[Region pointing data]
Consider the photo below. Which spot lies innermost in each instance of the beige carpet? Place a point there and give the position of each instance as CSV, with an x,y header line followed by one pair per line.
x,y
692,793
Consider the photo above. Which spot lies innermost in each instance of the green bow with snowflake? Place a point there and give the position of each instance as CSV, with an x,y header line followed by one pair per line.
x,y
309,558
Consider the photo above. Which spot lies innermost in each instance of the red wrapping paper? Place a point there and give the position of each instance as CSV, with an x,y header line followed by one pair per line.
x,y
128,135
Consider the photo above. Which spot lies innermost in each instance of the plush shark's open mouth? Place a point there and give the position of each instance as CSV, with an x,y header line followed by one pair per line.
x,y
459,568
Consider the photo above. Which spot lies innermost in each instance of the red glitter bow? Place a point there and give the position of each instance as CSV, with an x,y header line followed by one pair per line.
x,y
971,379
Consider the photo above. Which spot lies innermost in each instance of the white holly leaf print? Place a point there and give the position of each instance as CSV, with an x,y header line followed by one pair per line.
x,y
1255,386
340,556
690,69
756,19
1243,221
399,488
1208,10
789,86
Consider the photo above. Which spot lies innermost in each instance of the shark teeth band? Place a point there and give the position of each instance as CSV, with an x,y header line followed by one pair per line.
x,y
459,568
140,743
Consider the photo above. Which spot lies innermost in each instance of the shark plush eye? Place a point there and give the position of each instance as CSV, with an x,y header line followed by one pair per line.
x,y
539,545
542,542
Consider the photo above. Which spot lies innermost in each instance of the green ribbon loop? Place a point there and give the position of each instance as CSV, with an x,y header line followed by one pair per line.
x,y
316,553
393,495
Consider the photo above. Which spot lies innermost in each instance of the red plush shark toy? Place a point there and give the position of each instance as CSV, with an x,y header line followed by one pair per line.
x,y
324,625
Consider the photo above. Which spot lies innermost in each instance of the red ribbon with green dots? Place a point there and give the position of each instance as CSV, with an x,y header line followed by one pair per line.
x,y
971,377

### Problem statement
Each record must be copied out exactly and in full.

### Response to this task
Consider the photo below. Which spot lies innermost in each instance of the beige carpet? Place a point there and give the position of each instance as CSV, with an x,y header line followed by one pair per line.
x,y
692,793
Consider the photo above. Which spot lies innermost in each instance of the green bow with snowflake? Place a point there and give the position of each instance as CSV, with an x,y header line followed by one pair per line.
x,y
309,558
Consider the photo above. Which spot lies innermost in each instance of the red wrapping paper? Place a point there and give the position of each instance as CSV, with an x,y header line followed by one pair per line.
x,y
128,135
Consider the photo above. Which spot lies innermost in each instance of the plush shark's open mouth? Place a point there and give the position of each instance as CSV, with an x,y header line followed by one pair per line.
x,y
459,568
Consider the photo above. Which spot lies innermost in each instance of the red glitter bow? Place a point there and give the position of each instance as CSV, with an x,y header line followed by one pair per line.
x,y
971,379
Consider the photo above. Which spot lies innermost in each instance of the white holly leaf print? Place a point there and give the position of each instance as CSV, with an x,y header line followed by one pair per line.
x,y
1255,386
340,556
690,69
756,19
1243,221
399,488
1208,10
789,86
Consider the photo above. Which spot lies innermost in each instance of the shark teeth band? Place a point there and give the position of each instance as CSV, with an x,y header line followed by one pair per line.
x,y
459,568
140,743
Consider the photo above. Which spot lies innermost in each instance of the shark plush eye? Place a point there and give the position of each instance as CSV, with an x,y header line followed by one pair per line.
x,y
539,545
542,542
Consider the photo above. Which spot lies innermost in each instance of the green ribbon loop? Place a point there and give the position of each instance as CSV, with an x,y header line followed by one pair per line.
x,y
316,553
393,495
Consider the photo above. Which spot lies innermost in each instance of the red plush shark toy? Place a point there and give the position of each instance as CSV, with an x,y header line followed by one pair per line.
x,y
324,625
Consider the photo above. Which spot lies innermost in each instance of the red ribbon with green dots? Place a point there and give the position of each instance as CSV, with an x,y header line followed by one pair per line.
x,y
971,377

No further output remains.